[Stored data]:
*-*-*

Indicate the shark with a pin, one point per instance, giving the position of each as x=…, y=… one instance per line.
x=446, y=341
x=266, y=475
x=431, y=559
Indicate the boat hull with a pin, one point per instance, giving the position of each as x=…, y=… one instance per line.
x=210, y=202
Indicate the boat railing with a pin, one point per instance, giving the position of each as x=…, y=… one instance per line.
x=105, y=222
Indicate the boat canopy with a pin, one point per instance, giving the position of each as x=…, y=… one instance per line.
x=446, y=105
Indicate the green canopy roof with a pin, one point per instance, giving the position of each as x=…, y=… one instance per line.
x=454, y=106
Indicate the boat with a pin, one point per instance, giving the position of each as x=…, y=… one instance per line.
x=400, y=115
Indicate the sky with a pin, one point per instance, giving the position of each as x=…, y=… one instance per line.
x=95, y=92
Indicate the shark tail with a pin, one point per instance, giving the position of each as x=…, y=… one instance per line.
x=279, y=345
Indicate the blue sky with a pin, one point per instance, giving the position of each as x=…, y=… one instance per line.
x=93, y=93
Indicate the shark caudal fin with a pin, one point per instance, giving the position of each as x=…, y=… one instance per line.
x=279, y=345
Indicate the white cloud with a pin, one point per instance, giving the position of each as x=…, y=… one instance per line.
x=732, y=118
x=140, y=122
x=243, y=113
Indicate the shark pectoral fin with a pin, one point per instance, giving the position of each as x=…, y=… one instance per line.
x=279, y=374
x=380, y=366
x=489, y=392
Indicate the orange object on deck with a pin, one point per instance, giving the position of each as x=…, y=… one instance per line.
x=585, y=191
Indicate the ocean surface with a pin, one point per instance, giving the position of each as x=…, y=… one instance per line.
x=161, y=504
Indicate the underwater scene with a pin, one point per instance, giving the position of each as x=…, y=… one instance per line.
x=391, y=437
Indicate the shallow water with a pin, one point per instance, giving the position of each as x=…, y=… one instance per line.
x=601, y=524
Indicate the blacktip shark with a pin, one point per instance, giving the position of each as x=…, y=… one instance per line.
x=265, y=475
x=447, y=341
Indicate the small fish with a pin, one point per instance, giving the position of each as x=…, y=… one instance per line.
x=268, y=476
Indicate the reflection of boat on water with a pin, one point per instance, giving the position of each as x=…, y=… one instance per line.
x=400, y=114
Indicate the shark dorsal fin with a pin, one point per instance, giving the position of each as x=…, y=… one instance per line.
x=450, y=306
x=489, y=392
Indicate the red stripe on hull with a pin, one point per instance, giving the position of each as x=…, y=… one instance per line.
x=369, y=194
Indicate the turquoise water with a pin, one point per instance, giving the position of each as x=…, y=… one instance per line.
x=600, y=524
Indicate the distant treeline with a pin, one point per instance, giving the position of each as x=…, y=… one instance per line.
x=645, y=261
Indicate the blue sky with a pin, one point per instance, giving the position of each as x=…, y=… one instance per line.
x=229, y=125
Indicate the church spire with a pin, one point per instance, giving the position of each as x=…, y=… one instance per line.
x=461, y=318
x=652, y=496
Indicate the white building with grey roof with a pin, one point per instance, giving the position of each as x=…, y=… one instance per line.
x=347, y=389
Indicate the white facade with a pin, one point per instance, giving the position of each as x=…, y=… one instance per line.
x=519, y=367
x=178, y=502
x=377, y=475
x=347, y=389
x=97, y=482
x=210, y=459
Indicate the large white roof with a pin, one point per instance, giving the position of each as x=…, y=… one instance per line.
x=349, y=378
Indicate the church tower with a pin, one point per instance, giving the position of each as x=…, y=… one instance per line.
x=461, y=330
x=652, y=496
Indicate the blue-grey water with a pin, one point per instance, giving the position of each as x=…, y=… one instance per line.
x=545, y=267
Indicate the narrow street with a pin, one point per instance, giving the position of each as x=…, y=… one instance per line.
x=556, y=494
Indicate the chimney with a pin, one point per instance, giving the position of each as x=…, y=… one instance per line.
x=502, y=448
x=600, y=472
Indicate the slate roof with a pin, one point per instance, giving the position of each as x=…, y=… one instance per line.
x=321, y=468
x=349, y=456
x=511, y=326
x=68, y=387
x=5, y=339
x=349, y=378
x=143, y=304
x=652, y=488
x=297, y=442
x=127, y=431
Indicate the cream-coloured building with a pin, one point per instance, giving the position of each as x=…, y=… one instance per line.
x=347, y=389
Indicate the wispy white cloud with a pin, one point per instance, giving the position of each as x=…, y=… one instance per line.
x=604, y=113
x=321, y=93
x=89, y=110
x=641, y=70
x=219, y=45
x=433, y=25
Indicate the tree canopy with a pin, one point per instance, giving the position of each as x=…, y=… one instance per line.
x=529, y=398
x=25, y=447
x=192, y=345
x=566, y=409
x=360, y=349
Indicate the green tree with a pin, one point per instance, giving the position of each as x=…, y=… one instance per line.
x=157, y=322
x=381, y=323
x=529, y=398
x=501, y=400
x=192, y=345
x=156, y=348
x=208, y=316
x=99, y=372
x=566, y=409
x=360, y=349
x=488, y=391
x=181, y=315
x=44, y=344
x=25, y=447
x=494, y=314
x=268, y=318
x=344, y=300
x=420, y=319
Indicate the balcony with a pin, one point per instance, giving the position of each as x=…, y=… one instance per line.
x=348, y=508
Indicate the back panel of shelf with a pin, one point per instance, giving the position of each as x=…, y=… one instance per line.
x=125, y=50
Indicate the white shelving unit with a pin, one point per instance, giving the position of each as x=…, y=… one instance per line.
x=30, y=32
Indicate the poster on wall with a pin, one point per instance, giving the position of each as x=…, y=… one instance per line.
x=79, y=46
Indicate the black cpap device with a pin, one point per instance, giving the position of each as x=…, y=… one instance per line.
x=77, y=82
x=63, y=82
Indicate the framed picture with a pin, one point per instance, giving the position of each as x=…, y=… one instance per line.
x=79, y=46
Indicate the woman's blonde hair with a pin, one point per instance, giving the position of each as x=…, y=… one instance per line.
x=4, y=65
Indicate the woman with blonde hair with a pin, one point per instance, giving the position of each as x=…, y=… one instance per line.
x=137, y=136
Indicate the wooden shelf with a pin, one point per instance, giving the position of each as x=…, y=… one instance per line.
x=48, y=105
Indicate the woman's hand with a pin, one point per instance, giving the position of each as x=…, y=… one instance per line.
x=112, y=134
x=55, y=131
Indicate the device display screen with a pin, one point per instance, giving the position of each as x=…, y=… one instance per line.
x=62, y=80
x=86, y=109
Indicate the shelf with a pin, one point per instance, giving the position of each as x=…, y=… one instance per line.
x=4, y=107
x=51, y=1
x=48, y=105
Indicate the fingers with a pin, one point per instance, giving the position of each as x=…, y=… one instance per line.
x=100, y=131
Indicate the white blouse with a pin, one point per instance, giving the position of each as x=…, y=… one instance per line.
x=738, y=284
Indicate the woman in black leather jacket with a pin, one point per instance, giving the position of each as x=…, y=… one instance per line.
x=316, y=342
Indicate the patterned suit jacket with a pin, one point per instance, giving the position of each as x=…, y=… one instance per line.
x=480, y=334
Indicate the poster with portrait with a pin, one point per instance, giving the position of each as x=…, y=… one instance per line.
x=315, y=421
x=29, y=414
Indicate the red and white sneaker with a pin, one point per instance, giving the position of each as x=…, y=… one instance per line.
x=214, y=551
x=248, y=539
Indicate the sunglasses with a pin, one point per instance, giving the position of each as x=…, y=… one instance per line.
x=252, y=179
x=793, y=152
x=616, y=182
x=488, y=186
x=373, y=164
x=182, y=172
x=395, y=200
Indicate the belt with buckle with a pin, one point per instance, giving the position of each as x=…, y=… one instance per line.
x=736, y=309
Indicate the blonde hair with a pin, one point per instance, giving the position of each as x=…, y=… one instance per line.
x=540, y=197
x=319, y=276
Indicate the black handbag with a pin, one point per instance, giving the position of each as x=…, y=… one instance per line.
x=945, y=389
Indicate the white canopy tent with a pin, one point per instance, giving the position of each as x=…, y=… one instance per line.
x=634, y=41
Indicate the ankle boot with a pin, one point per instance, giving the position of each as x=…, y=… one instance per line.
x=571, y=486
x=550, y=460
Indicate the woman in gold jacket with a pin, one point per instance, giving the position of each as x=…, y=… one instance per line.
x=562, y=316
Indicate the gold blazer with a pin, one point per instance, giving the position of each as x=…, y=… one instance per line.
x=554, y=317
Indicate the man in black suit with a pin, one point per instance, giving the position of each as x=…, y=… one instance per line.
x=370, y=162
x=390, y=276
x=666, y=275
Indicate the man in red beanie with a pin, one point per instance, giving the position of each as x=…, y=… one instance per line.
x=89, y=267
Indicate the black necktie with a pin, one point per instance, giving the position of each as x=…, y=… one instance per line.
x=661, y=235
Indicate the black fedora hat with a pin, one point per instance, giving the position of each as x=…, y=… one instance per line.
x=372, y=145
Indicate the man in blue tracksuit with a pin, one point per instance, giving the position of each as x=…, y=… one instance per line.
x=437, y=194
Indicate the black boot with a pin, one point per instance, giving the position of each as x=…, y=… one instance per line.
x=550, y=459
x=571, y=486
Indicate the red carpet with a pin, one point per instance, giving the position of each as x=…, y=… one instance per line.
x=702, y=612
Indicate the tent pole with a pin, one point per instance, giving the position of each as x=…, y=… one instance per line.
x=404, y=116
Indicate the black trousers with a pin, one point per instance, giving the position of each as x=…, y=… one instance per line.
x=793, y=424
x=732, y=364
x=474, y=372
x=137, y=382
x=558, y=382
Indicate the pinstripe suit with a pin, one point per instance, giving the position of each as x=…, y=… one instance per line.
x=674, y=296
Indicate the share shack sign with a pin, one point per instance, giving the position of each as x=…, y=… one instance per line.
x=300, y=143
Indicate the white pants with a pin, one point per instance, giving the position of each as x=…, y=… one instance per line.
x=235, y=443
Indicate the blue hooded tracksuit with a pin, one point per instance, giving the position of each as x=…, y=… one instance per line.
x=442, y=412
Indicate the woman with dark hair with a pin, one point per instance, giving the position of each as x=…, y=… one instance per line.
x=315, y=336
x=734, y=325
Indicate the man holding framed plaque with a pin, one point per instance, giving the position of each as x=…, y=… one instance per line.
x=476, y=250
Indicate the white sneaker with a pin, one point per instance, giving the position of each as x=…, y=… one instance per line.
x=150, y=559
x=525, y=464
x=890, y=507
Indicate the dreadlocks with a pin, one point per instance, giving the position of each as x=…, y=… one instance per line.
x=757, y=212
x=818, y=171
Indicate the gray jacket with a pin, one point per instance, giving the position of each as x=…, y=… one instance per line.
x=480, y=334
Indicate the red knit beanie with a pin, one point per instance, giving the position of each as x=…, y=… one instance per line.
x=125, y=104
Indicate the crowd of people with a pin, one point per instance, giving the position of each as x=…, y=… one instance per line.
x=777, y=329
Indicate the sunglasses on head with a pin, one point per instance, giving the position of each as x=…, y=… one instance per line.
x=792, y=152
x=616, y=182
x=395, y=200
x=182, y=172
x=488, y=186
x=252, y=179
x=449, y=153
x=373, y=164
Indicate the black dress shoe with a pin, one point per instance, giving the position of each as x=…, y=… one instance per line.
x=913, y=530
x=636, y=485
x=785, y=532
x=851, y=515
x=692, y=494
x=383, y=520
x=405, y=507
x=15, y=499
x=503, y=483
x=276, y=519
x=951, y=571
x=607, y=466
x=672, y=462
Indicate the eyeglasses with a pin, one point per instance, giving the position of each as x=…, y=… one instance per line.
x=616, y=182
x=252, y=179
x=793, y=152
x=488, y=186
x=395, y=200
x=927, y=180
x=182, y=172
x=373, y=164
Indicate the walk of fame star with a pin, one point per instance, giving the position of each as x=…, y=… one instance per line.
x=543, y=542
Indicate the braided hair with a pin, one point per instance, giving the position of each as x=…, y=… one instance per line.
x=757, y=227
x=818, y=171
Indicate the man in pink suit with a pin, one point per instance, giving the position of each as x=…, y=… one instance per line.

*-*-*

[Directions for this task]: Please copy only the lines from the one with "Indicate the black dress" through the final line of the records above, both ends included.

[Answer section]:
Indicate the black dress shoe with a pin, one point per instance, giving the position of each as x=…, y=… one instance per line.
x=913, y=530
x=636, y=485
x=785, y=532
x=851, y=515
x=692, y=494
x=383, y=520
x=405, y=507
x=15, y=499
x=503, y=483
x=276, y=519
x=951, y=571
x=607, y=466
x=672, y=462
Indicate the eyeglasses with a pin, one point per instance, giving the position of each as x=…, y=… one instance per line.
x=616, y=182
x=252, y=179
x=793, y=152
x=488, y=186
x=395, y=200
x=927, y=180
x=182, y=172
x=373, y=164
Indicate the walk of fame star with a pin, one point per instance, giving the position of each as x=…, y=… one instance per line.
x=543, y=542
Indicate the braided hair with a pin, one point per instance, giving the position of each as x=…, y=… one instance per line.
x=757, y=227
x=818, y=171
Indicate the man in pink suit with a pin, one point per instance, giving the position of each as x=…, y=… one instance per line.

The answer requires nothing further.